JS: I think we are still so early in this energy transition and societal/cultural journey that it would be naïve to look for a normalisation of the ESG premium. Every day we are seeing new types of analysis, and the market is continually shifting its focus as the information becomes available, and this transition moves on. For example, current ESG winners in the big tech space may come under increasing pressure for the negative behavioural impact of their products in children or the resource wastage caused by their end product and endless upgrade cycle. The pace of capital inflows to ESG related investments will dictate that companies behave in a way that takes advantage of these trends. PWC recently forecast that strategies that invest sustainably will outnumber conventional funds in Europe by 2025, with assets predicted to jump threefold to reach €7.6 trillion. That said, as data sets become more widely available, it is inevitable that some of the initial inefficiencies will close.

SC: Good ESG companies have been outperforming the broad market for 2-3 years now. Do you think this is at a risk of being a bubble?


JS: There are now more than 3000 PRI signatories representing around $100tn in AUM in 2020. For PRI compliance more than 50% of AUM must be ESG integrated by the end of 2020. That means that around $50tn of "ESG-aware AUM" will be a part of the market. Predictions estimate that ESG strategies have generated $135bn in inflows since 2019 (Source: Goldman Sachs).

- _QUESTIONS TO ANSWER_
- 1) Reproduce the part of the ESG interview that begins at the words "JS: There are" and stops after the words "(Source: Goldman Sachs).".
- 2) Pick up the ESG interview after its final sentence and continue it.

- _GIVEN RECORDS_
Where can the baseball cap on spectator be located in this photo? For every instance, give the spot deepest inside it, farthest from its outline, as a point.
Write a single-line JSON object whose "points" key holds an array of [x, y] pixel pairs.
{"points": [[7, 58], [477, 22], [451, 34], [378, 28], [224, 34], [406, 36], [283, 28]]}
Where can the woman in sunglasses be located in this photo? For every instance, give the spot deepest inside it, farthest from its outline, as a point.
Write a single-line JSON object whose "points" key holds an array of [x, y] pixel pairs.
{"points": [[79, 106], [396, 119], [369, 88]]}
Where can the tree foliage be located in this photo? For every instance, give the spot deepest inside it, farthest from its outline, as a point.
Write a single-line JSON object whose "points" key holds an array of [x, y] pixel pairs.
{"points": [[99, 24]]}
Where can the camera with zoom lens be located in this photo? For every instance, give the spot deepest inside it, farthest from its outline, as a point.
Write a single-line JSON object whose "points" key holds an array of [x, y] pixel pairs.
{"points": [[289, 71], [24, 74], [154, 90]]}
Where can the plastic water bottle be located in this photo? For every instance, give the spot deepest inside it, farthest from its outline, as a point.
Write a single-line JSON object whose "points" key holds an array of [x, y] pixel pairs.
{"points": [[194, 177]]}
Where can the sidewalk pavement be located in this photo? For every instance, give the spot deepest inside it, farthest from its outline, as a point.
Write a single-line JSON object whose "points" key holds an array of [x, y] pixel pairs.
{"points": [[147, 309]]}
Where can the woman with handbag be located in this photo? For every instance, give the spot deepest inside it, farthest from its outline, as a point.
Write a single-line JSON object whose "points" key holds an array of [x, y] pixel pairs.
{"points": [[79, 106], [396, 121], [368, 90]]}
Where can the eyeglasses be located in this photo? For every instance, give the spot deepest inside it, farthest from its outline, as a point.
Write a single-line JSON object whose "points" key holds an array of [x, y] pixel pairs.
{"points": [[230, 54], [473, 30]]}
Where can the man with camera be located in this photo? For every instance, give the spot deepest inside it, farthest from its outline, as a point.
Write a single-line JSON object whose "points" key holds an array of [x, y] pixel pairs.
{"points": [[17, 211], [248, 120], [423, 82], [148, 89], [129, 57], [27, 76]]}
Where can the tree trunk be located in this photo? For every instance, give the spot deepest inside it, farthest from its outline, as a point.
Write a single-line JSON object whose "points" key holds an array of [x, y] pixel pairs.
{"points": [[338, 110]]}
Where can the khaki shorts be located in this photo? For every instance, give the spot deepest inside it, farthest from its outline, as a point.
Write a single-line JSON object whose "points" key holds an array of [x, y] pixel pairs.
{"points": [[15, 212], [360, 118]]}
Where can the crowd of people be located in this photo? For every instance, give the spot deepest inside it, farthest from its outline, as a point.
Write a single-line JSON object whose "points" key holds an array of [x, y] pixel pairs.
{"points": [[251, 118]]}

- _ANSWER SECTION_
- 1)
JS: There are now more than 3000 PRI signatories representing around $100tn in AUM in 2020. For PRI compliance more than 50% of AUM must be ESG integrated by the end of 2020. That means that around $50tn of "ESG-aware AUM" will be a part of the market. Predictions estimate that ESG strategies have generated $135bn in inflows since 2019 (Source: Goldman Sachs).

- 2)
The numbers at first might seem large. However, over the medium term, ESG represents an era defining structural change in the market. So, outside of a low interest rates driving markets and quality stocks higher, I do not believe that the ESG factor in itself is causing a bubble. However, it does combine with some other structural and market elements such as technological change, to create crowded areas of the market. In the shorter term, I would hope that we can be nimble in spotting these areas of crowding and hedge to protect against an unwind.

SC: What do you want corporates to do better to make it easier for you to analyse the ESG credentials of a company?

JS: The silver bullet is a universal ESG reporting matrix for all companies. Perhaps along the lines of SASB. If more corporates get on board with SASB, it will be easier for them and for investors to compare them to their peers. This may be closer for large companies depending on the geography, but will continue to be out of reach for smaller size ones. However, the potential incentives on offer in terms of cheaper financing and capital inflows will make better ESG reporting a goal for all. And we have seen a significant positive change in how corporates are presenting around these issues and reacting to ESG related questions.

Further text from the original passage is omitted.